* AIM OF THE TASK
Copy the passage on checks and balances in Torah leadership word for word, from "Indeed checks and" up to and including "the ritual leadership.".

* TEXT SHOWN
--------------------------------------------------

Built into an open democratic system of government is the idea that too much power should not be invested in any one individual. Such a policy leads to dictatorship and the forcing of a community to comply to the demands of one person. Hence, the concept of checks and balances in which individuals in government invested with power are checked and balanced out by other individuals.
Indeed checks and balances is a basic principal of the American political system. This idea is also found in the wisdom of the Torah. Each individual in Torah leadership has unique tasks and, in the end, limits and checks the power of the other.
For example: the navi (prophet) serves as the bearer of ethical standards; the melech (king) heads the executive branch; the Sanhedrin, the judiciary. And, as our portion points out, the kohen serves as the ritual model for the Am (people). When a leader assumes more than one of these roles it leads to devastation. This type of devastation actually occurred in the time of the Maccabees who became not only the executive heads of the people, but also the ritual leadership.

--------------------------------------------------

* PROVIDED INFORMATION
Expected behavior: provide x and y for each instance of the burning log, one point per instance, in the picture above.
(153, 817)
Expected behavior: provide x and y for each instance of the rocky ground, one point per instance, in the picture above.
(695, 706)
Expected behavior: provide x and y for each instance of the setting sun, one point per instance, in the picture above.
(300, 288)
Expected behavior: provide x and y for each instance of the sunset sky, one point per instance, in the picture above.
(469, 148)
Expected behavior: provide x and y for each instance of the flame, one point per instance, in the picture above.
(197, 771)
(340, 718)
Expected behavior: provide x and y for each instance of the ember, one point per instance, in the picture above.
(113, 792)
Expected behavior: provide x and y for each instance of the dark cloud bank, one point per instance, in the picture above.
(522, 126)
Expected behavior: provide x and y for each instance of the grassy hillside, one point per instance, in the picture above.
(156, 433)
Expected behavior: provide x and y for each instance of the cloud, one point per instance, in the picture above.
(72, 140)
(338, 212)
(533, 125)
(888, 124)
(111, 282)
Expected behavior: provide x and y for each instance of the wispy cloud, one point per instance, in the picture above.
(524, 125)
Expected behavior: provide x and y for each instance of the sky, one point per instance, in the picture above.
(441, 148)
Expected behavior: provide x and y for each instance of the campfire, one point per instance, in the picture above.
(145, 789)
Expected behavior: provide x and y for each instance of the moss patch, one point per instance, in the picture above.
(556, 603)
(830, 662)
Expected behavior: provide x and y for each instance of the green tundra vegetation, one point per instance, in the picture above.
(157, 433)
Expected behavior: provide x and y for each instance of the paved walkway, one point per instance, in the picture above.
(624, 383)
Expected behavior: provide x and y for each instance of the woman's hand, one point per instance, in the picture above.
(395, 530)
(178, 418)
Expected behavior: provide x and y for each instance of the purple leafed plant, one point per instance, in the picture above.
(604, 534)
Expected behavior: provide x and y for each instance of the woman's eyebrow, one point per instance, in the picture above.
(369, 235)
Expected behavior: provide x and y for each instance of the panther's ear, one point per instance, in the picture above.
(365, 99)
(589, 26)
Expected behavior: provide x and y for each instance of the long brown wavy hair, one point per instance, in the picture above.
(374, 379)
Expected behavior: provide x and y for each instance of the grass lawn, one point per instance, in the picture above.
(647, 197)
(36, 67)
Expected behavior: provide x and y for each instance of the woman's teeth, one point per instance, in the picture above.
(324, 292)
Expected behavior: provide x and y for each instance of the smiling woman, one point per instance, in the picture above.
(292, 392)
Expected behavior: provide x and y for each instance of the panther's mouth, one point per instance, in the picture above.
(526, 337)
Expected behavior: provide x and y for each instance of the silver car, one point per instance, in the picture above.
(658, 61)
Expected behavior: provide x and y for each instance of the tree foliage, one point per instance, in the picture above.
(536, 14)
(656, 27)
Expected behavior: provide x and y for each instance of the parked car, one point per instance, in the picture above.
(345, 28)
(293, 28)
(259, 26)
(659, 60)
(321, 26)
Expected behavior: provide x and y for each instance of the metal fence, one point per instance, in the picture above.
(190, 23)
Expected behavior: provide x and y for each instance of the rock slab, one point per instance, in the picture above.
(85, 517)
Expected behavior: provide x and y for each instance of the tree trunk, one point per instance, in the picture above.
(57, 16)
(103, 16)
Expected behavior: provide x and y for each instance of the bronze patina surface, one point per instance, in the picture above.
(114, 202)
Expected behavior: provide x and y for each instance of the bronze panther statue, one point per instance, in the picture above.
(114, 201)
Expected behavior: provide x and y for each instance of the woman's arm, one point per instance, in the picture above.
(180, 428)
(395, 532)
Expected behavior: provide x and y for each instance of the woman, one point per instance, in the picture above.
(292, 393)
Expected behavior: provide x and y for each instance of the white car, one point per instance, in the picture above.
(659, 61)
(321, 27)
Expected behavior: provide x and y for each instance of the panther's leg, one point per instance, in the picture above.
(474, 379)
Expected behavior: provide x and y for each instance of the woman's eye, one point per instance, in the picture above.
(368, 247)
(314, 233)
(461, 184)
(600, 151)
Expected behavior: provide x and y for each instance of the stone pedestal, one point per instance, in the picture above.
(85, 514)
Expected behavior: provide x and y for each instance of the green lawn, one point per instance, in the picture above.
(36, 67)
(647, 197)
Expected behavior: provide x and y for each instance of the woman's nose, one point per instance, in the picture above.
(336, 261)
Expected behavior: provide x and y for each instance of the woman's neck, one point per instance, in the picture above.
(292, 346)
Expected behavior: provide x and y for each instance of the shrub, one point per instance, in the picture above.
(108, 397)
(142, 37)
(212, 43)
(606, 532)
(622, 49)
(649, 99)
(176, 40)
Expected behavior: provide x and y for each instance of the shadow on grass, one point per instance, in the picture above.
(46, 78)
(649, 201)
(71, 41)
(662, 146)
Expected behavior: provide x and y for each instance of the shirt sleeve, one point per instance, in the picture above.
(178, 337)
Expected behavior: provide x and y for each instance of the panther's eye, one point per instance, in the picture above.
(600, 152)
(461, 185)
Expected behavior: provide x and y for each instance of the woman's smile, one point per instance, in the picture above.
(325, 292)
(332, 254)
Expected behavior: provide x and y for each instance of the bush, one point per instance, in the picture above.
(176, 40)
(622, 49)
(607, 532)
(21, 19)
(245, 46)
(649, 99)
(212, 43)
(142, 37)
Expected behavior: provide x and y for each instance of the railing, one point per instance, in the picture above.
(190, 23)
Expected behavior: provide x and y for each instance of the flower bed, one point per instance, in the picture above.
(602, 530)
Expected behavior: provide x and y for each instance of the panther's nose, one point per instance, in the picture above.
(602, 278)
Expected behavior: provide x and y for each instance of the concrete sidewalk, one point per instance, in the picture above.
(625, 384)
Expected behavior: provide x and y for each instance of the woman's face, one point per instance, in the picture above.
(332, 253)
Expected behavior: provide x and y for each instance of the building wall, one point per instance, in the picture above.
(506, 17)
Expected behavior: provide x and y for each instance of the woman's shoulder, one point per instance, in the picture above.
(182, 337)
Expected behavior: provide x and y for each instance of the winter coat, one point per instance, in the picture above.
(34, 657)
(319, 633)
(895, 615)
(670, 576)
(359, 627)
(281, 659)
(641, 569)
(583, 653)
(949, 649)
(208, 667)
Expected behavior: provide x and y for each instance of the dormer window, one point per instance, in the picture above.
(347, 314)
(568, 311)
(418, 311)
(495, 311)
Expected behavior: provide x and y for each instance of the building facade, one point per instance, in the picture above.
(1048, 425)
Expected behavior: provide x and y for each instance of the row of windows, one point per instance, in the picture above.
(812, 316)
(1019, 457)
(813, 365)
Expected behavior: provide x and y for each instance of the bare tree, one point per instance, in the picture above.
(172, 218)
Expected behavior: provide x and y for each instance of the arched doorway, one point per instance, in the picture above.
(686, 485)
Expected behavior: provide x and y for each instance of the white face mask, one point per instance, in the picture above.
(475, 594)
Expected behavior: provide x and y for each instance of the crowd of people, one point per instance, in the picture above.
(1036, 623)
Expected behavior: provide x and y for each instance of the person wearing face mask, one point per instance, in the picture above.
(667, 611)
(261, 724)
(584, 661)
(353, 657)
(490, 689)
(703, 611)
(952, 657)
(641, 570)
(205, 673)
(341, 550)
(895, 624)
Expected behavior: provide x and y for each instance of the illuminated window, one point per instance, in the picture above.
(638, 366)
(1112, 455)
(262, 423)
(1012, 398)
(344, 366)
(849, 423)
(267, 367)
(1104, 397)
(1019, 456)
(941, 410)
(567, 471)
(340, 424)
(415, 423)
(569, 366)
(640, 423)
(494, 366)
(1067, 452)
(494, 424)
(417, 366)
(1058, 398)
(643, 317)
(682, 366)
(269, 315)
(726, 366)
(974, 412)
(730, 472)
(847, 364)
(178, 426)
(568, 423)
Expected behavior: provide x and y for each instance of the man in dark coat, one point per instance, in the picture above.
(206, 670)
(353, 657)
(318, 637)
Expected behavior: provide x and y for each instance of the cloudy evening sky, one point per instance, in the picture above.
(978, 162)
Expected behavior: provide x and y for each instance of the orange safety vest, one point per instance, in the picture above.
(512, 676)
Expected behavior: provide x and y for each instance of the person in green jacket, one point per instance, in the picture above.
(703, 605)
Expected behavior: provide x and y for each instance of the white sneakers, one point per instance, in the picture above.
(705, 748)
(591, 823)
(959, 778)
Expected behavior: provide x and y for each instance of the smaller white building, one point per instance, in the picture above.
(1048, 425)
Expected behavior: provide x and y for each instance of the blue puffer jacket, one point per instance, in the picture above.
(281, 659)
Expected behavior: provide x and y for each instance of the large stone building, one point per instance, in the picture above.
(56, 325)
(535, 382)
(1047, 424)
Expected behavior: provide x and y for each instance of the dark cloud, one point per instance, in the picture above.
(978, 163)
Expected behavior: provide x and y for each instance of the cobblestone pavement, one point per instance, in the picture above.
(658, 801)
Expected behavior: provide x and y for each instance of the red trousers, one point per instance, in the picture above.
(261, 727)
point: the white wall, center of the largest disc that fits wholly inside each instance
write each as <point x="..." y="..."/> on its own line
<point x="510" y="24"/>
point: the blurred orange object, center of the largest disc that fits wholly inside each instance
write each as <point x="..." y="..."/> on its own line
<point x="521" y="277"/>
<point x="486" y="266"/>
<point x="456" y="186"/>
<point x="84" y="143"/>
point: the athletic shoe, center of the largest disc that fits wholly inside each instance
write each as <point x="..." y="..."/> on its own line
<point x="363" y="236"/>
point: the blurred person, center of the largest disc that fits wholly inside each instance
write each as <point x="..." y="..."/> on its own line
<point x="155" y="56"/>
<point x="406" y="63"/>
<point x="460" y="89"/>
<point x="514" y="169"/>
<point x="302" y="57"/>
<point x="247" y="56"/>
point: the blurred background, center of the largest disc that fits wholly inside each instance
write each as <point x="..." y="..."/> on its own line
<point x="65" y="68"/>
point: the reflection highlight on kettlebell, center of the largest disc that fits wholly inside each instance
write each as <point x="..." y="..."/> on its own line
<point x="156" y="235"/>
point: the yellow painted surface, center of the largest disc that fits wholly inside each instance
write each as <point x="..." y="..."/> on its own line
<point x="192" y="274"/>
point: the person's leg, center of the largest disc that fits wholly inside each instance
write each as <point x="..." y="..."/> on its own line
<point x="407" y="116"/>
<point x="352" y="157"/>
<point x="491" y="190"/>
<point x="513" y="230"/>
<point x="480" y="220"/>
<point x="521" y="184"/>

--------------------------------------------------

* ANSWER SECTION
Indeed checks and balances is a basic principal of the American political system. This idea is also found in the wisdom of the Torah. Each individual in Torah leadership has unique tasks and, in the end, limits and checks the power of the other.
For example: the navi (prophet) serves as the bearer of ethical standards; the melech (king) heads the executive branch; the Sanhedrin, the judiciary. And, as our portion points out, the kohen serves as the ritual model for the Am (people). When a leader assumes more than one of these roles it leads to devastation. This type of devastation actually occurred in the time of the Maccabees who became not only the executive heads of the people, but also the ritual leadership.